_THINGS TO DO_
A - Reproduce the passage of the Karadzic trial text from "Defence lawyer Peter" to "for 40 years.".
B - Name every person identified by name in the Karadzic trial text.

_TEXT PROVIDED_
>> Start

He also insisted that his wartime statements were misinterpreted “to blacken me and portray me as a person only concerned with my own people”.

Defence lawyer Peter Robinson said Karadzic had not received a fair hearing at a seven-year "out-of-control mega-trial" that ended with his client being jailed for 40 years.

Watching from the gallery in the courtroom on Monday, Munira Subasic of the Mothers of Srebrenica group said: "I was sitting in front of a monster."

‘A liar’

“He is a liar, lying is his line of defence,” she told the AFP news agency.

When delivering his verdict on Karadzic in March 2016, presiding judge O-Gon Kwon said “there was intention to commit murder, extermination and persecution” of non-Serbs during a war that killed 100,000 people and drove more than two million from their homes.

“The killings were committed as part of a highly organised plan, and the accused made a significant contribution to the crimes,” he added.

Referring to the massacre at Srebrenica – the worst atrocity in Europe since the second World War – he said Karadzic and his military chief Ratko Mladic intended "that every able-bodied Bosnian Muslim male from Srebrenica be killed".

>> End

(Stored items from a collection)
>> Start

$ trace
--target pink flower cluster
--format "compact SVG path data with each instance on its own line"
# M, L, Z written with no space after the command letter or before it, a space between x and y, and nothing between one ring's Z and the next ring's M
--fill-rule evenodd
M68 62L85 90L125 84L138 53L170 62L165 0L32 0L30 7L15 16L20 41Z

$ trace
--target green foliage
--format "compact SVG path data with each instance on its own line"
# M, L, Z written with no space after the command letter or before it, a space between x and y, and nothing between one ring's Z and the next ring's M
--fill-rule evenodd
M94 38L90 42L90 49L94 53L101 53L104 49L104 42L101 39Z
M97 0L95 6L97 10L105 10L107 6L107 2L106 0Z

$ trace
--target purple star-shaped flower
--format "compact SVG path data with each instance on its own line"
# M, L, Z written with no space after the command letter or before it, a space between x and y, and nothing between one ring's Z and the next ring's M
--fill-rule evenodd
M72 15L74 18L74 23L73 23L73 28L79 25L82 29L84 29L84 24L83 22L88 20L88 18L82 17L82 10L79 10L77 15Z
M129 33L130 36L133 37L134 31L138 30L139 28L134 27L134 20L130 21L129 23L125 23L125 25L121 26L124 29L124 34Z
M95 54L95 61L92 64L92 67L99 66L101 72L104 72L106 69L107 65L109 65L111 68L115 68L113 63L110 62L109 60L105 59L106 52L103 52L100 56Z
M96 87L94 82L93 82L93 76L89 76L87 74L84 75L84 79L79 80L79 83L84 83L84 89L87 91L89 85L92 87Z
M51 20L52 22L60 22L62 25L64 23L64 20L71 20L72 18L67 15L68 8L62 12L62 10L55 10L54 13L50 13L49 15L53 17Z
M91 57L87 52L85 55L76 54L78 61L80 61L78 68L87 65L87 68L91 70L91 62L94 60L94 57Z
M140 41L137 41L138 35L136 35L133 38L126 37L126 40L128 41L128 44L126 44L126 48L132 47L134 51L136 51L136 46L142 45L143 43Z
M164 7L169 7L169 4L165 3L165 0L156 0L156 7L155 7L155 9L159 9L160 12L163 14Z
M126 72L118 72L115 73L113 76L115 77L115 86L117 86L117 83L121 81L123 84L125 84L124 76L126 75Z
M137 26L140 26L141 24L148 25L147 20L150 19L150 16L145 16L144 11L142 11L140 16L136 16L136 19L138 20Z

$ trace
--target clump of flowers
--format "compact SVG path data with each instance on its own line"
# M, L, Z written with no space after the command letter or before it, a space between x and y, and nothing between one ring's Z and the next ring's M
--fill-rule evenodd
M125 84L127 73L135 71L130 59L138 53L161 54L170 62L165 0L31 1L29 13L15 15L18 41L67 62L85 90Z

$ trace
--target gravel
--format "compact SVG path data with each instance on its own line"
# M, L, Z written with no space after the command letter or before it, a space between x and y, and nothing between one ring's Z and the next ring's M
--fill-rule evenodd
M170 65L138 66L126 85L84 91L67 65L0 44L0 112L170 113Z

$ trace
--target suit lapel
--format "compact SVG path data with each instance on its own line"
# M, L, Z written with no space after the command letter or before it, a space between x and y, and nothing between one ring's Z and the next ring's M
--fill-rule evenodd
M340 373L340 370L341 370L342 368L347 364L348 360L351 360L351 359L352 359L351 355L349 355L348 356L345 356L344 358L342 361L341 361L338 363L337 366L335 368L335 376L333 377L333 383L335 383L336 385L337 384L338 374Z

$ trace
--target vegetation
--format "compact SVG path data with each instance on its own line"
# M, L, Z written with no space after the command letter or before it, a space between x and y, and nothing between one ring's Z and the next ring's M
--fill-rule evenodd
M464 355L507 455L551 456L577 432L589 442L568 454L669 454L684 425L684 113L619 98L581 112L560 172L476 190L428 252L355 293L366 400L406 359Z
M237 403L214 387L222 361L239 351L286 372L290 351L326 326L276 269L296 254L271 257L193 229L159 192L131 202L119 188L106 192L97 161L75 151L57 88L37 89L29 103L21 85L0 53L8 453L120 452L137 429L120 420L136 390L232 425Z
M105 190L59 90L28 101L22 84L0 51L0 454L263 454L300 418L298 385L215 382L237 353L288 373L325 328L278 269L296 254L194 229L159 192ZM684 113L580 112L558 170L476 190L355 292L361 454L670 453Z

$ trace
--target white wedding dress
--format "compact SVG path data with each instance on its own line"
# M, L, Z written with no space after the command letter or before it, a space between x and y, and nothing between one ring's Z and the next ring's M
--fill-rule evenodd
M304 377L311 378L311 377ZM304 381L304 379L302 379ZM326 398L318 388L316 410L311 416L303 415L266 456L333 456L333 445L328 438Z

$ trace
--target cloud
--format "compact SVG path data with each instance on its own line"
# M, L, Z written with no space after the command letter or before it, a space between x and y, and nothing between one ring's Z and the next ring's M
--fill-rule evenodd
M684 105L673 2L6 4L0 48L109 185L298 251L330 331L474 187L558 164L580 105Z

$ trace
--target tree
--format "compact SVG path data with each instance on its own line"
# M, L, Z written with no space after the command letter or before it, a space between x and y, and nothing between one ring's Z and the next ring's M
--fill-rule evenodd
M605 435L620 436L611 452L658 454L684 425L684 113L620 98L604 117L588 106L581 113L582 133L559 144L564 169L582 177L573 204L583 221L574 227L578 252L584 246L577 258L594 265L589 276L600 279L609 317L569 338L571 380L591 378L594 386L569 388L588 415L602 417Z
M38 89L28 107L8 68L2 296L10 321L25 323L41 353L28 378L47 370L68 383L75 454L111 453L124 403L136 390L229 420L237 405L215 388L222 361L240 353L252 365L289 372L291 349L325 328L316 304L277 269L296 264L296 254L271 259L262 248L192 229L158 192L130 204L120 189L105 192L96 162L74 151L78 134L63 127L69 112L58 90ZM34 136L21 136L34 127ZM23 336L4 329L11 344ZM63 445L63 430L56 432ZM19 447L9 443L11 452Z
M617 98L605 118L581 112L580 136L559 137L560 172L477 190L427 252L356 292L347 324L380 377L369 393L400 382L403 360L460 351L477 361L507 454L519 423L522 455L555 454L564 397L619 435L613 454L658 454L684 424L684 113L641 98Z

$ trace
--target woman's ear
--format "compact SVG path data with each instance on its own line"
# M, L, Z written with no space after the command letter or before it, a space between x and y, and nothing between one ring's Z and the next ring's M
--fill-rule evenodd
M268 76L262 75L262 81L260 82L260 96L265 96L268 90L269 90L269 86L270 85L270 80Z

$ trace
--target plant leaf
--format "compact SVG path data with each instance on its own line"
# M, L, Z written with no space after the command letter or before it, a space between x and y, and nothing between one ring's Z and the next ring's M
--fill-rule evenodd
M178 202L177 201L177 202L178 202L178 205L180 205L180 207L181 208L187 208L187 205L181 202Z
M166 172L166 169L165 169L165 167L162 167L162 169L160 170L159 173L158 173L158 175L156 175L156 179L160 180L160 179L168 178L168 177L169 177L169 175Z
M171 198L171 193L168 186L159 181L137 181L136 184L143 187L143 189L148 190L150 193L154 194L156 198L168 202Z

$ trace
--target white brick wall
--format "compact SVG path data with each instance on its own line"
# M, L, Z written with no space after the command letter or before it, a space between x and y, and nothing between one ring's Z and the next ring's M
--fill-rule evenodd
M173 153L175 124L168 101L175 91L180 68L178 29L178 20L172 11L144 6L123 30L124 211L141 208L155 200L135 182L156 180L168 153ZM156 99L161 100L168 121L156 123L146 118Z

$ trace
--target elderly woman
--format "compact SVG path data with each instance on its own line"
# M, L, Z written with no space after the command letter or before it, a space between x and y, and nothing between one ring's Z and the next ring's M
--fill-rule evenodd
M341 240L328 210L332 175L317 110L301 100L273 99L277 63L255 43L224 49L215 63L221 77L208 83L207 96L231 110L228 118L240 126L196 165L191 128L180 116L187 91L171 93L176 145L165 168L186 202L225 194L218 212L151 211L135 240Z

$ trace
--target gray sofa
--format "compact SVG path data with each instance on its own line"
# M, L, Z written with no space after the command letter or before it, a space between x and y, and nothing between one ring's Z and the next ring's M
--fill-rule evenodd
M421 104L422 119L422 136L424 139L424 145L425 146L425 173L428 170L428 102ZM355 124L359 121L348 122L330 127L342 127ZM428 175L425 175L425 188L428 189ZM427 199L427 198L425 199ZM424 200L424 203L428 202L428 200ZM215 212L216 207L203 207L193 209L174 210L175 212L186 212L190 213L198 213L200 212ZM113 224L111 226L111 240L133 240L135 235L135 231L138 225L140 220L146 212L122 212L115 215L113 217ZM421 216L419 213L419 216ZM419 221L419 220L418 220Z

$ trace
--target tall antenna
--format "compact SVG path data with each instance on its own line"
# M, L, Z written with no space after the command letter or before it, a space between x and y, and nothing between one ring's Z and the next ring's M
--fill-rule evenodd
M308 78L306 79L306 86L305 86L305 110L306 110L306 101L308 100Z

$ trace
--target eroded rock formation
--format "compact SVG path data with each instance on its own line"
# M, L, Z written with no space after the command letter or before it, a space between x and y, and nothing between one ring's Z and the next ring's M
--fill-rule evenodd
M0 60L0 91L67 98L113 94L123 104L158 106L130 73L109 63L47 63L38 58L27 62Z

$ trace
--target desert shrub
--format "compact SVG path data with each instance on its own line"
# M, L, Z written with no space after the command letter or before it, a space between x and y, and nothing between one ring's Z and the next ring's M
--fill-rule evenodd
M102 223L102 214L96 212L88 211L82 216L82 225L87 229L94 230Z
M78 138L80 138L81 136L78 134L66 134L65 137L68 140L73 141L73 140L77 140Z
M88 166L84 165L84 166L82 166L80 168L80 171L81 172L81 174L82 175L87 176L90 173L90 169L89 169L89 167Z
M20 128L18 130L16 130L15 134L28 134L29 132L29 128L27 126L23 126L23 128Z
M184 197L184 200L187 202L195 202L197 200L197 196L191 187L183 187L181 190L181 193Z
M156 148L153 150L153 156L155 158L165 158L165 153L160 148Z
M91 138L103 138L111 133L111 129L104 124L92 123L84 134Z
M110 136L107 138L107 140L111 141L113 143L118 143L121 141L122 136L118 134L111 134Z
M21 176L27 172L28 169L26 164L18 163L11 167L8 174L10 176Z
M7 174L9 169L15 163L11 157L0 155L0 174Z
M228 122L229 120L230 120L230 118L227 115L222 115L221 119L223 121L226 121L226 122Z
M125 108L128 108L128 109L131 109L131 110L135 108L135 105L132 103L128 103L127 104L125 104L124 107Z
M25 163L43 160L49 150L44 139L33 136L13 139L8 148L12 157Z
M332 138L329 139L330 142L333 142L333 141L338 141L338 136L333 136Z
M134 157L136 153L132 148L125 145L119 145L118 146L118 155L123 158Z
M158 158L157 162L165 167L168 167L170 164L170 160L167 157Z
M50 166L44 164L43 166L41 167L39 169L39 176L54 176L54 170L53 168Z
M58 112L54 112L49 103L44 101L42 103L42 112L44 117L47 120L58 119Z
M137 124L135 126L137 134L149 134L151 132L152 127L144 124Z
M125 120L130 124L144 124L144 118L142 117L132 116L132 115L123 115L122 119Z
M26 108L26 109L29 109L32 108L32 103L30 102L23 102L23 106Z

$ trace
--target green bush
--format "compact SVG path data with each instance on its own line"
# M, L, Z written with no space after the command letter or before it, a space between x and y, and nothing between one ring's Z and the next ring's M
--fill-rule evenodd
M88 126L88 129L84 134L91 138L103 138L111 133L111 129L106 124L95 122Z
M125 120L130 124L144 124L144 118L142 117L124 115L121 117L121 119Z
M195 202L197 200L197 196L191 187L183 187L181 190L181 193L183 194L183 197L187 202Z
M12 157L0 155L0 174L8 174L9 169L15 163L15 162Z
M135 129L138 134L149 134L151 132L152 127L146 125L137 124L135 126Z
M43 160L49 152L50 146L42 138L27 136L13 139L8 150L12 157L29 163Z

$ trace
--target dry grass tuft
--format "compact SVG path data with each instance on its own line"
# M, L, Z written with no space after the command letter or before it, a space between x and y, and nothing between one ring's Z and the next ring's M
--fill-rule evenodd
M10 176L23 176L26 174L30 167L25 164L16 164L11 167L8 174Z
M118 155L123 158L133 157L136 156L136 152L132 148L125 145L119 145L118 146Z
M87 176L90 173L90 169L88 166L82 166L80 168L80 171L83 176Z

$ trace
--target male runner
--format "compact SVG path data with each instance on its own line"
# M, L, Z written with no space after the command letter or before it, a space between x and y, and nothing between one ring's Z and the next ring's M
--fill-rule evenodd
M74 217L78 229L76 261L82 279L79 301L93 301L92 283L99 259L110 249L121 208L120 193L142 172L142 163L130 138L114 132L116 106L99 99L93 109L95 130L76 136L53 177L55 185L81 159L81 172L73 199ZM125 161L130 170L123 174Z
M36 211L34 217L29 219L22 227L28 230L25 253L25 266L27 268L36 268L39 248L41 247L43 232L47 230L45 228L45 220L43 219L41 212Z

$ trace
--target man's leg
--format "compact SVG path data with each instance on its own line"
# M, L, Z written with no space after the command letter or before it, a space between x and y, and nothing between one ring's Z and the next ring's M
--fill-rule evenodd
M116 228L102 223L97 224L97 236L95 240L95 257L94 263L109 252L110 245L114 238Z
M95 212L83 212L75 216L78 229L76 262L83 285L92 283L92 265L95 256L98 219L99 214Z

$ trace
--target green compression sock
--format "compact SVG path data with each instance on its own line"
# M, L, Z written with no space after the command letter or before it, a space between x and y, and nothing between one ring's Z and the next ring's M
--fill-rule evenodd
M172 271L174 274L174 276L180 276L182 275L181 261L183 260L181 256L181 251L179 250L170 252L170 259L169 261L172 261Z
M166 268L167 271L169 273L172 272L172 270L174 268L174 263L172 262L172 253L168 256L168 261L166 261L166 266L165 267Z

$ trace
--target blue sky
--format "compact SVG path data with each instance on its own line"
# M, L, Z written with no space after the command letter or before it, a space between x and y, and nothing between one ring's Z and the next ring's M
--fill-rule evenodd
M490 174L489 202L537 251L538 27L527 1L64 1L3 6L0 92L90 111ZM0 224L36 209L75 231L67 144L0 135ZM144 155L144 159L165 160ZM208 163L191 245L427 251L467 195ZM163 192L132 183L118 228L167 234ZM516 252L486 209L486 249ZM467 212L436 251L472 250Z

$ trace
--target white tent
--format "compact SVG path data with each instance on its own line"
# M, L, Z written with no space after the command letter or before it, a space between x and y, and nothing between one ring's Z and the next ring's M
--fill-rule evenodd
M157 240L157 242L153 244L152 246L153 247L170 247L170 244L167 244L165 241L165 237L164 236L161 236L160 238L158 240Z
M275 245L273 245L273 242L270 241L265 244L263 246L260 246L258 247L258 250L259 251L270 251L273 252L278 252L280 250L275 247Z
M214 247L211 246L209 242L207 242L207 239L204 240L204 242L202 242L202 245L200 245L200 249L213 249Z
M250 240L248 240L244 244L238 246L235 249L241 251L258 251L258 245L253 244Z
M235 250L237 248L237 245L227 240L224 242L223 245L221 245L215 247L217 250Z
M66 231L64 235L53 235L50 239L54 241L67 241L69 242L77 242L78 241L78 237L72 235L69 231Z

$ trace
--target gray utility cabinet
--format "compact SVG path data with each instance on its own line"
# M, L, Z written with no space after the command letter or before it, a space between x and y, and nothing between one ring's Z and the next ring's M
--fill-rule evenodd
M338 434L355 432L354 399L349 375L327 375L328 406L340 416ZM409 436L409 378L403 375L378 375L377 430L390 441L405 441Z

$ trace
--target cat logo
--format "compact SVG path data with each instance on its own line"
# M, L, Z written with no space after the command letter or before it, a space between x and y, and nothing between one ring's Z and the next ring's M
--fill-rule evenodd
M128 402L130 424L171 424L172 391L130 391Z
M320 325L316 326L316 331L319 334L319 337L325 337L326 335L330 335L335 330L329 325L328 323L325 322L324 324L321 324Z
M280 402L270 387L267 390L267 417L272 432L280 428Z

>> End

_SOLUTIONS PER TASK_
A -
Defence lawyer Peter Robinson said Karadzic had not received a fair hearing at a seven-year "out-of-control mega-trial" that ended with his client being jailed for 40 years.

B - Karadzic, Peter Robinson, Munira Subasic, O-Gon Kwon, Ratko Mladic